Exercise description |
Reproduce the material below word for word, starting at its beginning and ending with the line that contains "104 517 146 598", both included. Omit the pictures from your answer.

━━━━━━━━━━━━━━━━

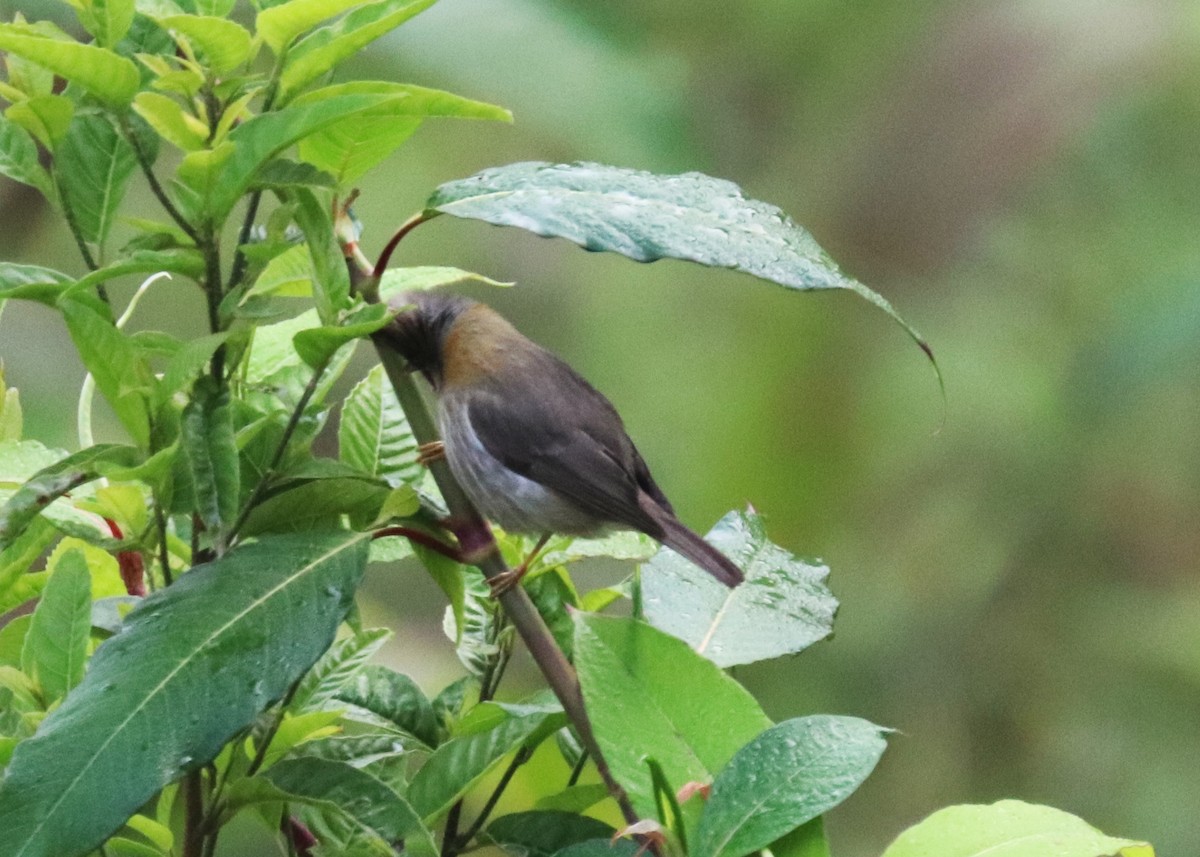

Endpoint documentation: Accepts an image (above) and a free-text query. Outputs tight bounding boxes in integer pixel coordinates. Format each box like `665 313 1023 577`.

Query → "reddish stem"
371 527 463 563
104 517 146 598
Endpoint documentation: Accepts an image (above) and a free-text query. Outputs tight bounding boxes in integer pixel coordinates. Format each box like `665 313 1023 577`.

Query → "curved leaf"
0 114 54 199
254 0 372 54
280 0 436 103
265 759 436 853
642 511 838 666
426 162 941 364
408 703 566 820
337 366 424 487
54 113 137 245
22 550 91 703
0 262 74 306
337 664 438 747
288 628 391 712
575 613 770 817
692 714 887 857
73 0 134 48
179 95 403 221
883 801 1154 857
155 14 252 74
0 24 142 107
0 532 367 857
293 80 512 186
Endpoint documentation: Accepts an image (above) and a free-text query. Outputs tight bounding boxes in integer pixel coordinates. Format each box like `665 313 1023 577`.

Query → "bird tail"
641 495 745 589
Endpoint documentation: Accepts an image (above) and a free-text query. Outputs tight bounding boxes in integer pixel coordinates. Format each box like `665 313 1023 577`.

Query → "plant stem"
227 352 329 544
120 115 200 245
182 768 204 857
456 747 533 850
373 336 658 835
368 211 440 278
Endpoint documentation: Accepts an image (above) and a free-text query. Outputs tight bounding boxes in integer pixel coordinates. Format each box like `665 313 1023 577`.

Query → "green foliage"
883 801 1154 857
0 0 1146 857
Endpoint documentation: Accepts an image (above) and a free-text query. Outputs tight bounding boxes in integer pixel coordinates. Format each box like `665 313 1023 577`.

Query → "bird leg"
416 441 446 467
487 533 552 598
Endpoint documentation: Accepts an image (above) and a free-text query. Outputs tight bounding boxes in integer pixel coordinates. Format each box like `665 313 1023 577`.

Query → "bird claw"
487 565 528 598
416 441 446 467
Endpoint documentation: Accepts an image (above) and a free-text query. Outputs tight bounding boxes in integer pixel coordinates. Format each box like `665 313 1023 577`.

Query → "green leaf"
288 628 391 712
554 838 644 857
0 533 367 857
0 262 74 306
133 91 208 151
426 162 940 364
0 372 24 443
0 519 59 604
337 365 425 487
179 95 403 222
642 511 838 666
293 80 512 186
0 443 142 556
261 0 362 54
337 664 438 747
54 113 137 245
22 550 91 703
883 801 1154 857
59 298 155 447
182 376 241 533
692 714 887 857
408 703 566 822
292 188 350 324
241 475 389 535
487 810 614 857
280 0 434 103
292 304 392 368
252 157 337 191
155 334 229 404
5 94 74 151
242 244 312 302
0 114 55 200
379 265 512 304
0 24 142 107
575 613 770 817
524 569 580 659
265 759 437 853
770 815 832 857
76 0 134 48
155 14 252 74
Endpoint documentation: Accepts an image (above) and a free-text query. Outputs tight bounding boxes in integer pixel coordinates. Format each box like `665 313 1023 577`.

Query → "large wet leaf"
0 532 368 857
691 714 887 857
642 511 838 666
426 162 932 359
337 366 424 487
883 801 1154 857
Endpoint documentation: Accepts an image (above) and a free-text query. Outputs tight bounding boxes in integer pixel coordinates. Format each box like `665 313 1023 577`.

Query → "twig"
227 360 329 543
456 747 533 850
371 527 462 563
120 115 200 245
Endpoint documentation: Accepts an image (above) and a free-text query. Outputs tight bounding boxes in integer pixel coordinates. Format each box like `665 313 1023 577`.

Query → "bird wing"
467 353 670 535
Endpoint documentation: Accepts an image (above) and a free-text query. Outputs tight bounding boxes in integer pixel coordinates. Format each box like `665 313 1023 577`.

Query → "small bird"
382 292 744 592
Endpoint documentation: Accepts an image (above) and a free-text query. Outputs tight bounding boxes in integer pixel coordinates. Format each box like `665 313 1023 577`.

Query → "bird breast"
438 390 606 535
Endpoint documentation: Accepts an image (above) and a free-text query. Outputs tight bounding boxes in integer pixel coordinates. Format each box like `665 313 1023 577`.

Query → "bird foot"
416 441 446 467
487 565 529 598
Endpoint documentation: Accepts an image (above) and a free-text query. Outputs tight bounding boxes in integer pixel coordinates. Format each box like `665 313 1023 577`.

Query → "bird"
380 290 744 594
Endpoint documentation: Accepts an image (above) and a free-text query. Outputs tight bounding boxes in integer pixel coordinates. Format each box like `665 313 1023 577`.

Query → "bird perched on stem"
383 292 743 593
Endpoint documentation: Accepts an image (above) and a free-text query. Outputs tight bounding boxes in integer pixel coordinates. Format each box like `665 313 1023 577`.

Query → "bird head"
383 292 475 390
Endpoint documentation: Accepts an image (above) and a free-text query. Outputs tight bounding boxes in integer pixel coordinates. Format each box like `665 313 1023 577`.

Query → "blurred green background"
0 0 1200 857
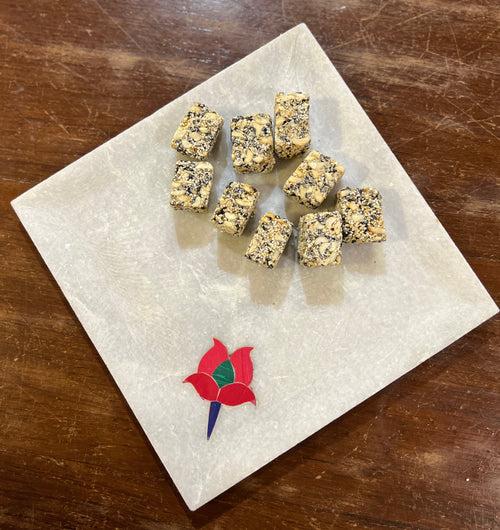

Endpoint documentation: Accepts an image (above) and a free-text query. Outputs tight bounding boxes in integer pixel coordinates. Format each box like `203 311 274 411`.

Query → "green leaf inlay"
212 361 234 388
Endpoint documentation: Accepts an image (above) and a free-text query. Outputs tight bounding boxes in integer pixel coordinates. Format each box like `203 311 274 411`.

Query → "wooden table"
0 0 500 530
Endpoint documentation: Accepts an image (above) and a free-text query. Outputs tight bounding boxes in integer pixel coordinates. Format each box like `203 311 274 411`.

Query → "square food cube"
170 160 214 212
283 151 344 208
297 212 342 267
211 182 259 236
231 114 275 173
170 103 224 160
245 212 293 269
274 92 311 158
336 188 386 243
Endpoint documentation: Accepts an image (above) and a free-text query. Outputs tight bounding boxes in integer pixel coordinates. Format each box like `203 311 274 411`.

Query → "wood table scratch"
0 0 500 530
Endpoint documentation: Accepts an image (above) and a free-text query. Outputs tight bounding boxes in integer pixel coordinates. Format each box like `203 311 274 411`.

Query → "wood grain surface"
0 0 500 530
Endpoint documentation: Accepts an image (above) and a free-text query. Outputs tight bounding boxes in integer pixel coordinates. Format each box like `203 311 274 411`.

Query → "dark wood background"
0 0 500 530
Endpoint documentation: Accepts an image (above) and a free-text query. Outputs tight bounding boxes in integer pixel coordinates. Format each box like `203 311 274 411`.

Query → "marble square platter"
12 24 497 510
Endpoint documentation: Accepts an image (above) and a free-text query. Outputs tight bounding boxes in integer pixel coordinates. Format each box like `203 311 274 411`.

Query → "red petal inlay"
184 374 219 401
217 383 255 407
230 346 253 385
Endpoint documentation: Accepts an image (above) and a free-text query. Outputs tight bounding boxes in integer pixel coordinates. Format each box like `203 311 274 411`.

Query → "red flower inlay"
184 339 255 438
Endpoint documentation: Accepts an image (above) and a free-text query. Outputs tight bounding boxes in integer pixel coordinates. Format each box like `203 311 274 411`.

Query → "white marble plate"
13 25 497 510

━━━━━━━━━━━━━━━━

Task answer |
Endpoint documentation: Accepts an image (above) and a free-text query. Outputs tight bounding boxes in integer pixel coordinates. Format each box like `665 313 1023 577`.

Query → "reddish stem"
371 527 463 563
104 517 146 598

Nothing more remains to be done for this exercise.